Segment Start: SELECTED TEXT

Fit For Purpose?

The once-gleaming Finsbury Health Centre has reached the crumbly age of 73, and it was earmarked for redevelopment a few years ago. Mark Walton finds out the latest prognosis for this iconic local landmark

British Modernism got itself a bad name in the Fifties and Sixties. All those post-war tower blocks and ugly council offices were supposedly built in the name of an art form that was serious, puritanical and high brow; in reality, most were just prefabricated and cheap.

Rewind to its beginnings in the early decades of the 20th century, and you find genuine motiv­ations of optimism, sincerity and social conscience. Before it became the approved style of the British welfare state, Modernism was radical and revolutionary, expressing airy reformist principles like “freedom” and “equality” in stark, geometric buildings made of concrete and glass. Pine Street’s Finsbury Health Centre, built in the late Thirties, is a rare example of this pure style.

If you didn’t know any better, you’d assume it was yet another drab Sixties building, with a crumbling exterior and faded decor, rather than a Grade I Listed piece of British social history. It was designed by Berthold Lubetkin, a Russian who moved to London in 1931 after working in Moscow, Berlin and Paris. He arrived full of Soviet idealism and co-founded a new architectural firm, Tecton. One of his most famous early commissions was the penguin pool at London Zoo – it’s Grade I Listed, too.

Segment End: SELECTED TEXT
Segment Start: STORED DATA

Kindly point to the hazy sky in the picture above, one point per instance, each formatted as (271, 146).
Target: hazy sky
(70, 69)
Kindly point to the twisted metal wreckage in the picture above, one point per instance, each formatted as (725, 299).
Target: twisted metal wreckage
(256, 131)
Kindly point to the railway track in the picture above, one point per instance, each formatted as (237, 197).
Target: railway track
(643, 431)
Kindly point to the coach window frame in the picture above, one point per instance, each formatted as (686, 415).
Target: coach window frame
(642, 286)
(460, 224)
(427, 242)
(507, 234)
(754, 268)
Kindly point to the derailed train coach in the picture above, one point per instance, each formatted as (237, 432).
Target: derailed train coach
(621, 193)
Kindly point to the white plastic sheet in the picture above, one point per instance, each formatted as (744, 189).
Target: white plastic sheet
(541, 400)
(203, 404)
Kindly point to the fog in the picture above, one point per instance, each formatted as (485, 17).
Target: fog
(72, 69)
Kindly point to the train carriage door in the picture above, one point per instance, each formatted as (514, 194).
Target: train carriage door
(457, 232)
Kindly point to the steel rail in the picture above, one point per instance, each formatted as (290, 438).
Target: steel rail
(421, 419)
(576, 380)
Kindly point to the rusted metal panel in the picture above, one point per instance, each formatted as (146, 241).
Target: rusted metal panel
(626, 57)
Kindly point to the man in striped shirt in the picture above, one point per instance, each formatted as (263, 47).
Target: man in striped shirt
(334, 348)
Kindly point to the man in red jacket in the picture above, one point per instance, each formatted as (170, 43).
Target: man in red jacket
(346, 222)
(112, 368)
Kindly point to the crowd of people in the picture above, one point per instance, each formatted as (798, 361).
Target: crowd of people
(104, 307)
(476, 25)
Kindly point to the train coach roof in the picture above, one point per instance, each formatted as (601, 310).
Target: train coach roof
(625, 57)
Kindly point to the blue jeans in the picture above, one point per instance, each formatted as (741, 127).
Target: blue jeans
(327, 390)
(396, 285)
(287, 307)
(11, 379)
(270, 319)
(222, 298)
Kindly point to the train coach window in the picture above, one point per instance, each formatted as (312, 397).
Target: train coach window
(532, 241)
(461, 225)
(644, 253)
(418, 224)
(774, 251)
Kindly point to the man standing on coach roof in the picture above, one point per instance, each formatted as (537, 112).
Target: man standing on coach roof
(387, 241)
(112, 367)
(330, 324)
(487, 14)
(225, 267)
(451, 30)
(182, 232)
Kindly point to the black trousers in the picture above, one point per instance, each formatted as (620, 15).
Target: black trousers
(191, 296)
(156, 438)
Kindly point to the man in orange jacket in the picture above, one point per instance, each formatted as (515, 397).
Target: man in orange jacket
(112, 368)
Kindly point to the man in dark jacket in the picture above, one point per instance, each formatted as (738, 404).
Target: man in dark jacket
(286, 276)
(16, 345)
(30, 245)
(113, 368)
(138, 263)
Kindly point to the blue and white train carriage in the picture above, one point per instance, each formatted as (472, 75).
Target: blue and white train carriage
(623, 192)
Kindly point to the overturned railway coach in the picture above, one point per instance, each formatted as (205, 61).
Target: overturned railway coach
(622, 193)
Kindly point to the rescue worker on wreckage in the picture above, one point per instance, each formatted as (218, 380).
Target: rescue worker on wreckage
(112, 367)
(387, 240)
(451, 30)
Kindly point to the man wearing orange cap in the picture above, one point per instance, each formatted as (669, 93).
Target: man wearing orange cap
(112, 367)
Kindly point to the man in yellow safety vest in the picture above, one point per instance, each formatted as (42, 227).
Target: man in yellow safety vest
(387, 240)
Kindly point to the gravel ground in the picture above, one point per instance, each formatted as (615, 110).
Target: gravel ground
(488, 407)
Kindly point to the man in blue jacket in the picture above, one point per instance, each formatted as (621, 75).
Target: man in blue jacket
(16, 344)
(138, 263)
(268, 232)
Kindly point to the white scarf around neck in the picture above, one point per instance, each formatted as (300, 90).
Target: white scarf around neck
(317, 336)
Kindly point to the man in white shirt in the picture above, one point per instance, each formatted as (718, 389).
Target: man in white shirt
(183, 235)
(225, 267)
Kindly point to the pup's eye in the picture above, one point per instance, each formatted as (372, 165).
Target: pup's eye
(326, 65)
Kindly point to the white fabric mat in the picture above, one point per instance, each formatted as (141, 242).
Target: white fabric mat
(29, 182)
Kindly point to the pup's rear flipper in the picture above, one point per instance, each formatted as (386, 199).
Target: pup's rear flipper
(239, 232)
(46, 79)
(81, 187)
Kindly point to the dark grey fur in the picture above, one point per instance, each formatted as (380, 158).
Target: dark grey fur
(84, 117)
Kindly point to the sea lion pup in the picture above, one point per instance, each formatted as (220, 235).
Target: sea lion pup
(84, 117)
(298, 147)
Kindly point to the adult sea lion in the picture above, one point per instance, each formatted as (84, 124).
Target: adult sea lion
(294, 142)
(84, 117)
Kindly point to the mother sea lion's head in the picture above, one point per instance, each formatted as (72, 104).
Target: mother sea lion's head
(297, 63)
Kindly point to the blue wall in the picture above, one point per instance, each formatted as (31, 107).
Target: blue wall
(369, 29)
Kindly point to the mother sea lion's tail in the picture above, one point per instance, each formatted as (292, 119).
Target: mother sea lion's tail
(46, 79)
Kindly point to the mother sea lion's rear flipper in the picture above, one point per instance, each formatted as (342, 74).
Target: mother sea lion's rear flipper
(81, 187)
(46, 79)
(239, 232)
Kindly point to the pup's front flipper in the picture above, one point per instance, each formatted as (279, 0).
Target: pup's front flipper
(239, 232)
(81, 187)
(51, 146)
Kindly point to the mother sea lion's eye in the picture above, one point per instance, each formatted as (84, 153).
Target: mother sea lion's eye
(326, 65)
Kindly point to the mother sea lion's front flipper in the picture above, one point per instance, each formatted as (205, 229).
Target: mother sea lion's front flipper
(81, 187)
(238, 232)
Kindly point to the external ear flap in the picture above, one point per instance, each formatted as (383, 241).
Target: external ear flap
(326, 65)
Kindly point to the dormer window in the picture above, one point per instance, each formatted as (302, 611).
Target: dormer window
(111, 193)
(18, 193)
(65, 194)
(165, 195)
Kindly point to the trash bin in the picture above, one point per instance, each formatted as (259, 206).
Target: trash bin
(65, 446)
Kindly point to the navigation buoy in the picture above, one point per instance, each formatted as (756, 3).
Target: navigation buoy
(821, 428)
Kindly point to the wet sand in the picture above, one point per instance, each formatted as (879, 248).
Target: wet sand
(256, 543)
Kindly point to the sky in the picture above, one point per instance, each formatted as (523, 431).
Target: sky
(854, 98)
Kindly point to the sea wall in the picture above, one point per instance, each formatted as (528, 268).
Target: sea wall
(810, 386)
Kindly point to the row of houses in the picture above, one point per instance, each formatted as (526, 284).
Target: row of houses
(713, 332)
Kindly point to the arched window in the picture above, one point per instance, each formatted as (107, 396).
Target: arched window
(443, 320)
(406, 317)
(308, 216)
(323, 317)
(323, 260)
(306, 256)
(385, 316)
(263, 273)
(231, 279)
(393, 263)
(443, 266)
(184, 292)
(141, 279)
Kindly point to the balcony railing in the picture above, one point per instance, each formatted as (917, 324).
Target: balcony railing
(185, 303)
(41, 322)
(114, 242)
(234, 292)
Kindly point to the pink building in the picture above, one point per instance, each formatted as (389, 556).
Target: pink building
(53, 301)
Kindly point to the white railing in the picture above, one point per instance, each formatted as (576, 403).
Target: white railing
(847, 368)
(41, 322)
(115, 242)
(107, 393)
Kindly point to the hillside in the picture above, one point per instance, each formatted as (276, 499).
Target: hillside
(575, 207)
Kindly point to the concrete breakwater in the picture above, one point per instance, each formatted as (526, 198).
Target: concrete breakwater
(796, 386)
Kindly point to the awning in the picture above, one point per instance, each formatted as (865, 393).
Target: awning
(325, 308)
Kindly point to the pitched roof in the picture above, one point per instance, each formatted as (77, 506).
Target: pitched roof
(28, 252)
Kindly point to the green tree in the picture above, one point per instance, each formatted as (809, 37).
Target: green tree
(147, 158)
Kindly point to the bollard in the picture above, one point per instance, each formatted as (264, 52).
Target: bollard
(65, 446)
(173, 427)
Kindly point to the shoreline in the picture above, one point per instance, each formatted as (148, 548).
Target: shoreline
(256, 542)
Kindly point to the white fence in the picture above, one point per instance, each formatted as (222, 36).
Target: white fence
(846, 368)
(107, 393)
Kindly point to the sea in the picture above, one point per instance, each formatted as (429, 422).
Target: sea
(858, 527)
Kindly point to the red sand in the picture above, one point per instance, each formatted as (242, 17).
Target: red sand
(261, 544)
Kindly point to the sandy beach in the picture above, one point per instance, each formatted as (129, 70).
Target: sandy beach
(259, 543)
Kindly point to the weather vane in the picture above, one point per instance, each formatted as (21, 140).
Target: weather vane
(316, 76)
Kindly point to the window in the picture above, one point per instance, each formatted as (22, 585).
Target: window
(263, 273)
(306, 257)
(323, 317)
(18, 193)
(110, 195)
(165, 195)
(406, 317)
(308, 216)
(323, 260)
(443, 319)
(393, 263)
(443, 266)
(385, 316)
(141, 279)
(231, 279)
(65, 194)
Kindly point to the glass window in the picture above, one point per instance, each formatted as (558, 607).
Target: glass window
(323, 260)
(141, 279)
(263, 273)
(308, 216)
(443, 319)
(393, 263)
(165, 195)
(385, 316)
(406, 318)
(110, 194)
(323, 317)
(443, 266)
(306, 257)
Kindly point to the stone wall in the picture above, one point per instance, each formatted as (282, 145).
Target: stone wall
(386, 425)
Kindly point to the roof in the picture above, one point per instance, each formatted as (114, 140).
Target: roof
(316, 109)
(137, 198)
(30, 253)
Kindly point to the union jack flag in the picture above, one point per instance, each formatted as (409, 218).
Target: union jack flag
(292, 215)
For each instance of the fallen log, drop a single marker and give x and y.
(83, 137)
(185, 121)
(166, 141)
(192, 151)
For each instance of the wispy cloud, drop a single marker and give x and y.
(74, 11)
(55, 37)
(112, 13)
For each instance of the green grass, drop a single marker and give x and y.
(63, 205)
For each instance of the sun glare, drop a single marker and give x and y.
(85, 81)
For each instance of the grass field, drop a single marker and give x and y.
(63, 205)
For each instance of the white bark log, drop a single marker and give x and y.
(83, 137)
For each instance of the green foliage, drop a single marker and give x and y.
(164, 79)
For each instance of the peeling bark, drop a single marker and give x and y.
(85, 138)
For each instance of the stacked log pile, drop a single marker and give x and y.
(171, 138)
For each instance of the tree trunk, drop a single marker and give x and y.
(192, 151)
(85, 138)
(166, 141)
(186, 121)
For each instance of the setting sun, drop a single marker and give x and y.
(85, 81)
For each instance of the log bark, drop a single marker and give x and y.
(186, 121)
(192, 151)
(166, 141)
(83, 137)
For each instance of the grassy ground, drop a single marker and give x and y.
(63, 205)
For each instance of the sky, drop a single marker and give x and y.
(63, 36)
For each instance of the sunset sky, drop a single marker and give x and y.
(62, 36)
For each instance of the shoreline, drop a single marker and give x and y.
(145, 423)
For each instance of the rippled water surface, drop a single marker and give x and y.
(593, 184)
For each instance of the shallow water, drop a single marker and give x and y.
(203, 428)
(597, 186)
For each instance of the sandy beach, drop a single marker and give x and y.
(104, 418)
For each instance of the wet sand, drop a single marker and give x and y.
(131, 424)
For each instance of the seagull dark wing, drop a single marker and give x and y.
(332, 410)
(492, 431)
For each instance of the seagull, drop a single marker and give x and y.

Segment End: STORED DATA

# INSTRUCTIONS:
**a)** For each statement below, say whether it agrees with the Finsbury Health Centre article. Answer yes or no and quote the deciding words from the article: (i) The health centre was built in the late Thirties. (ii) The penguin pool at London Zoo is Grade II Listed. (iii) Lubetkin co-founded an architectural firm called Tecton.
**b)** Transcribe the Finsbury Health Centre article from "British Modernism got" to "this pure style.".

# ANSWERS IN ORDER:
**a)**
(i) Yes: "built in the late Thirties"
(ii) No: "it’s Grade I Listed, too"
(iii) Yes: "co-founded a new architectural firm, Tecton"

**b)**
British Modernism got itself a bad name in the Fifties and Sixties. All those post-war tower blocks and ugly council offices were supposedly built in the name of an art form that was serious, puritanical and high brow; in reality, most were just prefabricated and cheap.

Rewind to its beginnings in the early decades of the 20th century, and you find genuine motiv­ations of optimism, sincerity and social conscience. Before it became the approved style of the British welfare state, Modernism was radical and revolutionary, expressing airy reformist principles like “freedom” and “equality” in stark, geometric buildings made of concrete and glass. Pine Street’s Finsbury Health Centre, built in the late Thirties, is a rare example of this pure style.